Thoughts with Richard Bleil
The proverbial experts tell us that human beings are the only animals aware of their own mortality. I’m not convinced that this is true. The rituals seen in elephants when they come across the skeletal remains of their own kind is difficult to interpret as anything other than an understanding of mortality. Be that as it may, although humans may be aware of their own mortality, we certainly don’t seem to act as if we really do.
I started thinking recently about last times. Some are obvious and can be planned. My friend is facing the last time she will be taking courses in her undergraduate degree. She will, no doubt, have a planned graduation party (and very well-deserved) by her friends and loved ones, but I wonder if, during her final exam in her final course the thought will cross her mind, “well, no more”? There’s a good chance that it will, though. After all, it’ll be pretty obvious.6
Around 1985, I died for the first time. Sitting on a highway with a speed limit of sixty at a stop light with nobody behind me but a line of traffic ahead, I watched, helpless, in my rear view mirror as a driver slammed into me at full speed without even slowing down. By the medical definition of death, no, I didn’t die, but there came a moment of odd calm, resolve and clarity that, yep, this is it. It was interesting that it was just resignation that I felt, as opposed to panic or fear.
Honestly, that crash could have, and in a different vehicle probably would have been the end for me. One of the last thoughts that crossed my mind was “well, I guess I don’t have to write that report now.” That means that I would have written, had I actually died, the very last report of my life.
When I was married, I made it a point that, every time we separated, I would kiss my wife goodbye as if I would never see her again. Whenever I went to work, or she went to visit somebody, or whatever the cause may have been, I gave her a kiss that I would never regret if something unexpected happened and, indeed, it was our last kiss. On reuniting, I would kiss her as if I never expected to see her again. I continued this tradition right up until she told me that she wanted a divorce. My last kiss with her was very passionate, as was the last time we made love. I didn’t realize it would be the last time, but I’m happy I realized that it could have been.

→ **Questions to answer**:
1. Answer these questions about the post on last times, with one line for each answer.
(a) Which animals does the writer point to as possibly understanding mortality?
(b) Around what year did the writer's car crash take place?
(c) How did the writer kiss their wife each time the two of them separated?
2. Summarize the post on last times in two sentences.

→ **Dataset**:
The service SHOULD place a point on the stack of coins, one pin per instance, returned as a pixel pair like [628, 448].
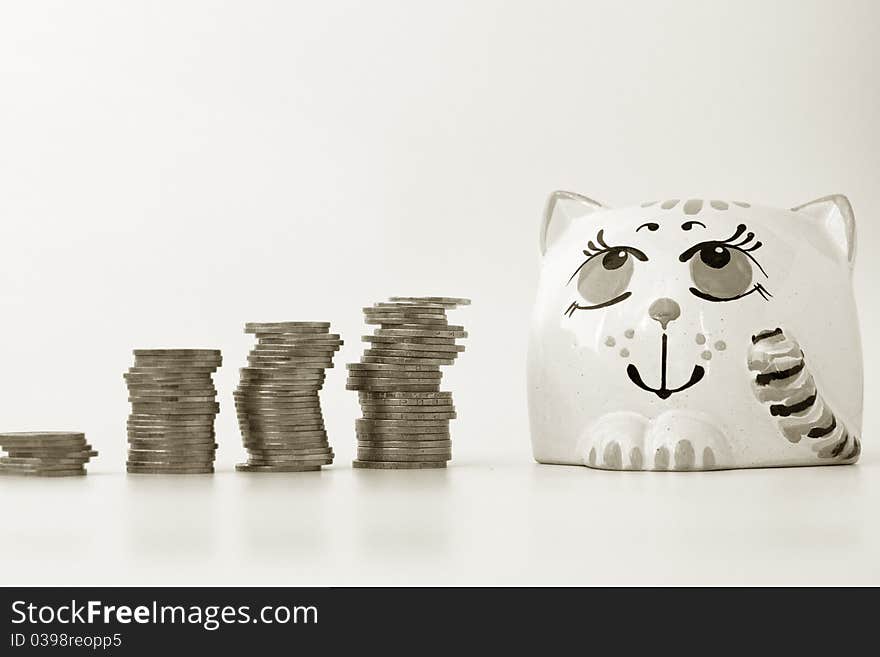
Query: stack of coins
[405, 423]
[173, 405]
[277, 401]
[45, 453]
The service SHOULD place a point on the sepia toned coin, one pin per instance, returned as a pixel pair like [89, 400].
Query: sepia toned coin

→ **Responses in order**:
1.
(a) Elephants, based on their rituals when they come across the skeletal remains of their own kind.
(b) Around 1985.
(c) As if the writer would never see her again.

2. The writer doubts that humans are the only animals aware of their own mortality and observes that people do not act as if they understand it, though some last times, such as a friend's final undergraduate course, are obvious. Recalling a crash around 1985 that felt like dying and a habit of kissing their wife goodbye as if for the last time, the writer says they did not realize their final kiss would be the last but are happy they knew it could have been.